* Text passage *
□ □ □ □ □
# Setting a drive to standby via hdparm seems to have no effec

## tilman

Hello

To spind down my harddisk whenever it is not used I sent 

hdparm -S 2 /dev/hda

to my harddisk.

The harddisk however never spins down, even though the server is mostly ideling. I suspect that there is a program or a damon regularily accesses the harddisk. The swap space is another suspect.  How can I find out which program is accesses the harddisk at a given instance in time ? 

Thanks

Tilman

----------

## poly_poly-man

iotop?

----------

## tilman

a) Tried that. I get this: 

Traceback (most recent call last):

  File "/usr/bin/iotop", line 4, in ?

    import pkg_resources

ImportError: No module named pkg_resources

Might have something to do with the python version I am using. Recommended is >= 2.5. I have 2.4.3

b) Iotop also requires the TASK_DELAY_ACCT and TASK_IO_ACCOUNTING kernel options to be set, and requires a kernel version >=2.6.20. I have a 2.6.20-gentoo-r8 running. The kernel options are not available in my .config file

- Tilman

----------

## tilman

1) I found lm-profiler. It scans all harddiskactivities for 5 minutes and then gives suggestion on programs accessing the disk. Did not really help me however. All suggested damons I require.

2) Most accesses seem come from pdflush. Setting /proc/sys/vm/laptop_mode via echo "1" > /proc/sys/vm/laptop_mode reduces hard disk activity. Writing of  "dirty pages" is delayed with this setting.

First tests look promissing. I will observe a little bit more if this does the trick...

----------
□ □ □ □ □
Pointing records
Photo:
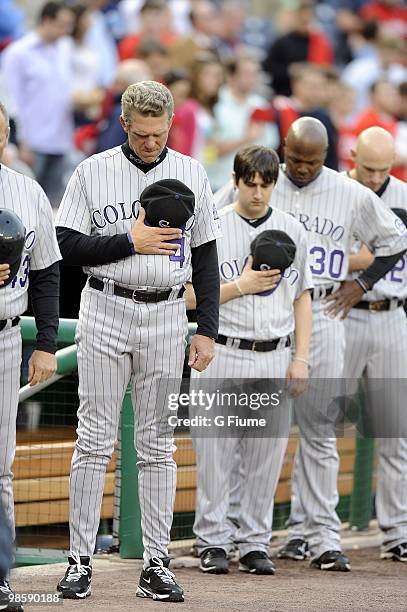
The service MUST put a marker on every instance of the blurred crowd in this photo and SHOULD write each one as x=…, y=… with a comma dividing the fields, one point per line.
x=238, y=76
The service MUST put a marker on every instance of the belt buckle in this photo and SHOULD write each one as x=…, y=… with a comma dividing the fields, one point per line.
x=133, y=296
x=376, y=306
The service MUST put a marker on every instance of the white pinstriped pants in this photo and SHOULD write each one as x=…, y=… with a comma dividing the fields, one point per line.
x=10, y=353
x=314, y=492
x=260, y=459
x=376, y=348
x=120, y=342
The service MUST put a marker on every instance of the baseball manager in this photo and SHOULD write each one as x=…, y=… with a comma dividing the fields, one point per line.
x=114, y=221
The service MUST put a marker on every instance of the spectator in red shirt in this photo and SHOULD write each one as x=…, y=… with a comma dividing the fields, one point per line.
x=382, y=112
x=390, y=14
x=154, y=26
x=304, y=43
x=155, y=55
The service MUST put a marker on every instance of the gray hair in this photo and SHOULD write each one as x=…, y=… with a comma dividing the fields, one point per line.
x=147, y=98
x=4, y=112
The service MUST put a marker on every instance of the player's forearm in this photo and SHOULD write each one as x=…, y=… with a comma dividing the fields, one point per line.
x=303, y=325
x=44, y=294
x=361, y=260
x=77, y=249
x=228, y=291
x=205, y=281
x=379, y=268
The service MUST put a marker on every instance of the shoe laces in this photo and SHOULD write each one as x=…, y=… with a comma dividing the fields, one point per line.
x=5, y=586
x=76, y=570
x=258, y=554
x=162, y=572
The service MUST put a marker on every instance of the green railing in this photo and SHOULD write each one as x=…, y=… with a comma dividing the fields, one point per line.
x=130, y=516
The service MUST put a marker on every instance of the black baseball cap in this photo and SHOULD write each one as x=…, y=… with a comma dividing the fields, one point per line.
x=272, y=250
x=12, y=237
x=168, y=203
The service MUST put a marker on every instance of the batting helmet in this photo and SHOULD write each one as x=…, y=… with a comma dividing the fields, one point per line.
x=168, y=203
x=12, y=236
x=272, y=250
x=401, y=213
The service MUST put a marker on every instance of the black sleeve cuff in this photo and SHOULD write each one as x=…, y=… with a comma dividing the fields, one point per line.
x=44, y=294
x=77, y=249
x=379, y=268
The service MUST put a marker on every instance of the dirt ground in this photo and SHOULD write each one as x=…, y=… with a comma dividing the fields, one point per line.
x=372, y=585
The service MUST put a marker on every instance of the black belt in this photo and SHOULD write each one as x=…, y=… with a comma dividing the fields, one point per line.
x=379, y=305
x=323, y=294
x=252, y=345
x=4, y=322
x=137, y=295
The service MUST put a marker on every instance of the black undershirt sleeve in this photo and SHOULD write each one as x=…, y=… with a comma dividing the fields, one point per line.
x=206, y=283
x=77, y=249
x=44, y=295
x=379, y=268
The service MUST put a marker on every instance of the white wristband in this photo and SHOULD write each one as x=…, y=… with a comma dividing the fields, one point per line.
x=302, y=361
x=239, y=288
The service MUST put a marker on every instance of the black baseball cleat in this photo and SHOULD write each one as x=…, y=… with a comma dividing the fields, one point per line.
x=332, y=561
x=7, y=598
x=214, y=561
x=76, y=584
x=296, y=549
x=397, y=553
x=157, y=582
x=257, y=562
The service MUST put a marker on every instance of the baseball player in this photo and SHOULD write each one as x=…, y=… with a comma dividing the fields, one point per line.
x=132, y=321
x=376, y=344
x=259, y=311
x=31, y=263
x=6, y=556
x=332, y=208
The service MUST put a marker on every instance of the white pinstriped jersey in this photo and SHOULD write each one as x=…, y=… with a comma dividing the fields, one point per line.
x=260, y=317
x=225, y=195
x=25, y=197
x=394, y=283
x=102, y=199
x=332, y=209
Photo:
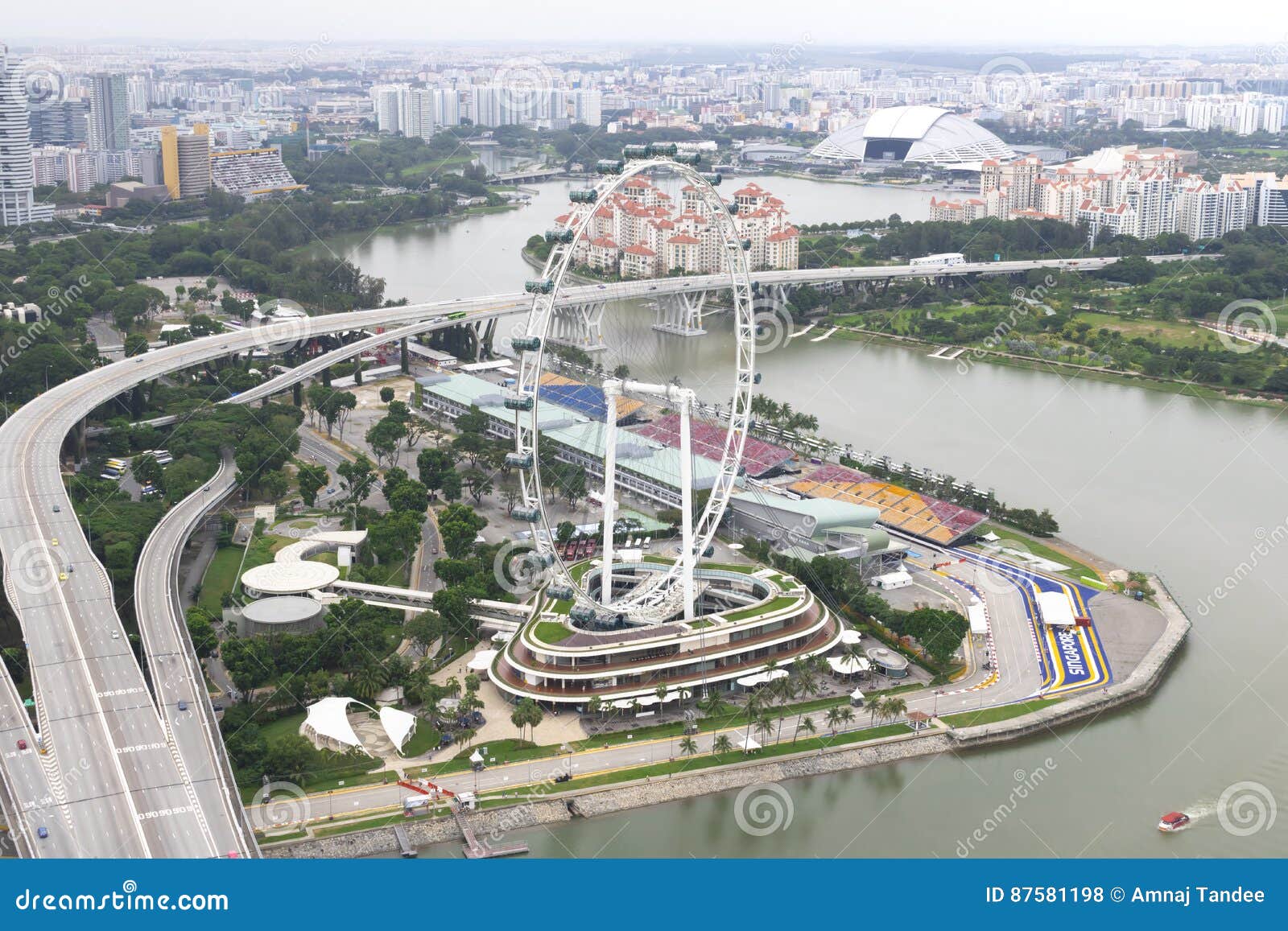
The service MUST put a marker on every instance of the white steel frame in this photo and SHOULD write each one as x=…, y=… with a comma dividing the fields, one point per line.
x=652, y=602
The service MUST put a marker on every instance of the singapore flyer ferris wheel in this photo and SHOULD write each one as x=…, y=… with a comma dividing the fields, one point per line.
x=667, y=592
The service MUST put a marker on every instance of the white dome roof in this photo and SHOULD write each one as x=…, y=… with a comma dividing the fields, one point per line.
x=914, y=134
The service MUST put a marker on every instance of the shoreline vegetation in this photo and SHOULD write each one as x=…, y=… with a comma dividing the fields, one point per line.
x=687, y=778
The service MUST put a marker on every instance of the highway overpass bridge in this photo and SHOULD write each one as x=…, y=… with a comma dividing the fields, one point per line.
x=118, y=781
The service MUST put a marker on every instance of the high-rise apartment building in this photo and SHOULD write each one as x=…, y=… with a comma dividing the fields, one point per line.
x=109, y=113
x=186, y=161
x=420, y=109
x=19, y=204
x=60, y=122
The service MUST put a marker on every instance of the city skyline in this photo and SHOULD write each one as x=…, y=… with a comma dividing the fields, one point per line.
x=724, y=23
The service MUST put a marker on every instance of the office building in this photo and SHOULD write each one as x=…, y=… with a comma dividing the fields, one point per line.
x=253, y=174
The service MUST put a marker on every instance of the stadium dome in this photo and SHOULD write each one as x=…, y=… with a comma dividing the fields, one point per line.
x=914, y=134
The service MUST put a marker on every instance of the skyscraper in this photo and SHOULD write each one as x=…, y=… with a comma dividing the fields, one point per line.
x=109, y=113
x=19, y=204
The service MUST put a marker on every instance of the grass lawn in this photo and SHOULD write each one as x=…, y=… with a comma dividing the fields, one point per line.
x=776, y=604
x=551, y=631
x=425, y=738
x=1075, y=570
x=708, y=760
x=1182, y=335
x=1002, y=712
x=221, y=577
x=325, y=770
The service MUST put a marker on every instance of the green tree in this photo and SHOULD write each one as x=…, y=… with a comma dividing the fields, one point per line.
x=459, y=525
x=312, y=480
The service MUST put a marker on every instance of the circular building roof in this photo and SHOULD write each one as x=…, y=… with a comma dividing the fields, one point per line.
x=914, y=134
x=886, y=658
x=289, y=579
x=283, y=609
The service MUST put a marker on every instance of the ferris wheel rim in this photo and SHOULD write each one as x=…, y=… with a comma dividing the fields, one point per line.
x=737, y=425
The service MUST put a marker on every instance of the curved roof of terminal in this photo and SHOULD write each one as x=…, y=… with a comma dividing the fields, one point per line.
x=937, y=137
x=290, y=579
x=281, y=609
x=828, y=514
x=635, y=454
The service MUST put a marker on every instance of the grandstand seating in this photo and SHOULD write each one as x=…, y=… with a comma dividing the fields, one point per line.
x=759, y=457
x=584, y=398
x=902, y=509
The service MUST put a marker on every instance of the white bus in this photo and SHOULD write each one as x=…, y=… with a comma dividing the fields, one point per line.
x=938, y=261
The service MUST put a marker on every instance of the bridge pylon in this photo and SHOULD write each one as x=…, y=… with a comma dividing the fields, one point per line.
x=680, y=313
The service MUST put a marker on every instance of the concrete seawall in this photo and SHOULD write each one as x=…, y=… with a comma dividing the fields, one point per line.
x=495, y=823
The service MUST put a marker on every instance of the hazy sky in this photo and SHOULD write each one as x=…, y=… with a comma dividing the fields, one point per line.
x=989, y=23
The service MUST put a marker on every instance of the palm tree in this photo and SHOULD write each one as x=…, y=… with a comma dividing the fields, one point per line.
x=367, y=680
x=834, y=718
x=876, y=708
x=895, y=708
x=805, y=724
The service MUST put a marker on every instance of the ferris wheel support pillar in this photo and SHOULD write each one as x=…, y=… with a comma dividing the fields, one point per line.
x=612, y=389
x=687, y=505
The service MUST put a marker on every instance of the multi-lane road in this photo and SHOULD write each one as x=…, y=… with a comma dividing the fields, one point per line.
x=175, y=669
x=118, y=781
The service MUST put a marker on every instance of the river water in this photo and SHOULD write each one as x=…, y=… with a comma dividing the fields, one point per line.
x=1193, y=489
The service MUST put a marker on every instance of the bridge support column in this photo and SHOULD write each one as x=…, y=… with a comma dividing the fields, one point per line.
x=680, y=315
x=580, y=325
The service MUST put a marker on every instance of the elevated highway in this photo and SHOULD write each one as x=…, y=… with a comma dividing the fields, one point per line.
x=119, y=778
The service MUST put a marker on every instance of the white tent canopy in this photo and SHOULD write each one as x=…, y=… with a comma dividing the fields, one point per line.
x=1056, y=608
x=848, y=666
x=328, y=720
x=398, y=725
□ □ □ □ □
* Task instructions *
**1)** Echo the part of the hdparm thread above from "hdparm -S 2" to "instance in time ?".
**2)** Using the hdparm thread above, decide whether each statement agrees with it, answering yes or no and quoting the deciding words. (a) The poster runs Python version 2.4.3. (b) The TASK_DELAY_ACCT and TASK_IO_ACCOUNTING options are present in the poster's .config file. (c) lm-profiler scans hard disk activity for 10 minutes.

* Answers below *
**1)**
hdparm -S 2 /dev/hda

to my harddisk.

The harddisk however never spins down, even though the server is mostly ideling. I suspect that there is a program or a damon regularily accesses the harddisk. The swap space is another suspect.  How can I find out which program is accesses the harddisk at a given instance in time ?

**2)**
(a) Yes: "I have 2.4.3"
(b) No: "The kernel options are not available in my .config file"
(c) No: "It scans all harddiskactivities for 5 minutes"